## 読む文章

【コラム】遺言を作成しない方が良いという記事について

willingwork株式会社の守田です。
私は毎日、googleアラートという機能を使って、キーワードに引っかかった記事を読んでいます。
「誰しもが遺言を作成すべき」と考えている私の真反対のことを言っている記事があったのでそれについて考察します。

まずは以下の記事を読んでください。

https://diamond.jp/articles/-/308450

(引用:ダイヤモンドオンライン 「遺言を書くから遺恨が残る!終活サポート専門家が教える財産の譲り方」)

私は遺言推進派です。むしろ、全員が作るべきだと考えています。
なのでこの記事を鵜呑みにすることはお勧めできません。
その理由は以下の2点から説明します。

① 遺言こそが相続人同士に遺恨を残す、の違和感

相続を経て、相続人同士が疎遠になることは珍しくないことです。ただ、遺言こそ遺恨を残す産物だという表現には違和感があります。

遺言があった場合に争いになるのは、主として遺留分を侵害している場合です。
遺留分とは、遺言などにより相続分を著しく減らされた人を保護する権利のことです。
具体例としては、配偶者と子ども1人が相続人であるケースで全財産を配偶者に相続させる遺言だと、子どもの遺留分を侵害することになります。この場合、子どもは配偶者に遺留分侵害額相当分の金銭を要求できることになります。

遺留分は法律で保護された権利なので、これを無視することはできません。
よって遺言の内容によってはこの遺留分が争いになることがあります。

だからと言って遺言を作らない方が良いという結論にはなりません。
なぜなら、遺言がない場合には相続人全員で遺産分割協議をする必要があるからです。
遺産分割協議では、各相続人の主張がぶつかり合うこともあります。
記事にも書いてありましたが、「学費で金銭的な負担をかけた子ども」や「親の介護をしていた子ども」がいたら、話し合いはどうなるでしょうか?お互いの主張がぶつかりあって、遺産分割協議という話し合いが進まなくなると思いませんか?

## 記録データ
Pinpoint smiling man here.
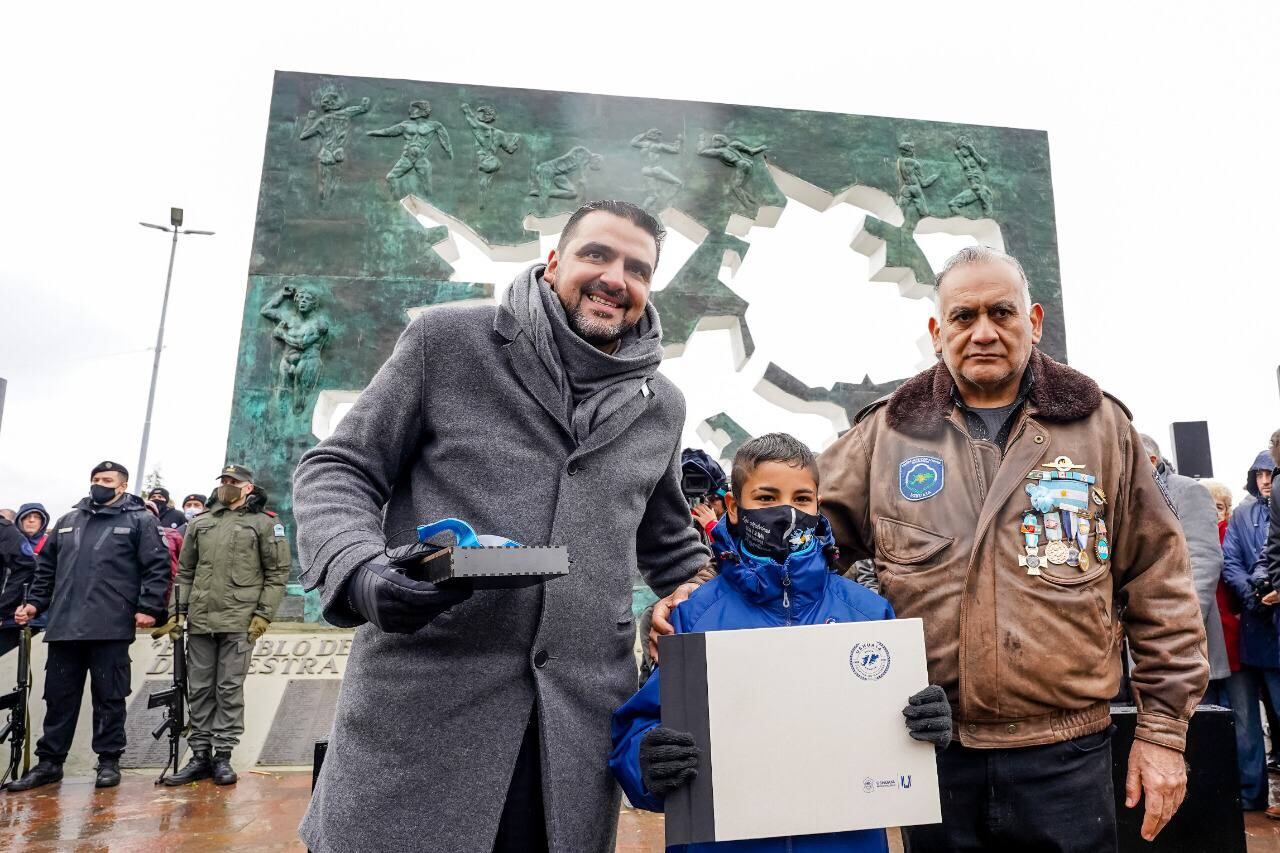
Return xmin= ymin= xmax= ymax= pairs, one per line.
xmin=819 ymin=247 xmax=1208 ymax=853
xmin=294 ymin=201 xmax=710 ymax=853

## やること
a) 遺言のコラムでは、遺言があるときに争いになるのは主にどんな場合だと書かれていますか。
b) 遺言のコラムを、最後の文のあとから続けて書いてください。

## 各問の答え
a) 主として遺留分を侵害している場合です。

b)
これこそ、遺恨を残す産物ではないでしょうか?

ちなみに遺産分割協議が進まなくなると、家庭裁判所で行う遺産分割調停になることがあります。
『https://willingwork.net/column20220822/』を参照)
調停は長い時間とお金がかかるほか、精神的な負担も大きいと思います。
遺言があって遺恨が残ることと遺言がなくて話し合いがうまくいかずに遺恨が残ることでは意味が大きく異なります。

上記の通り、遺留分を侵害している内容の遺言があった場合には揉める可能性があります。
ただし、それ以外の場合には相続人同士での遺恨は残る可能性がありますが、相続人同士で法律上の権利で揉めるということにはならないと思います。

反面、遺産分割協議ではそもそも話し合いがまとまらなければ、また調停などで提示された配分に納得できなければそれこそ遺恨が残るんではないでしょうか?
また、話し合いがまとまらない状況が長く続けば相続税申告など期限があるものについて不利になることもあります。

ちなみに「子どもに均等に財産を渡したい場合には遺言を作る必要はなく、遺産分割協議をすれば良い」と書いてありますが、遺産分割がさもうまくいくような表現で違和感があります。金融資産のような分けやすい財産のみならまだしも、不動産のような分割が難しい財産は遺産分割が大変になります。平等にしようと不動産を複数人の子どもに均等に持分を持たせた場合には、片方は売りたい、もう片方は貸したいなどその後の財産管理に不便が出る可能性があります。また、全員で売却すれば良いという話もありますが、売却金額が合意できるかも不透明です。早く売りたい子ども、相場で買ってくれる人が出てくるまで待ちたい子どもなど遺恨が残る可能性があります。

結論としては、どちらも遺恨が残る可能性があるが、どちらが相続人にとって良いのかを見極めることです。
遺言があるから遺恨が残るという図式は成り立たないと考えます。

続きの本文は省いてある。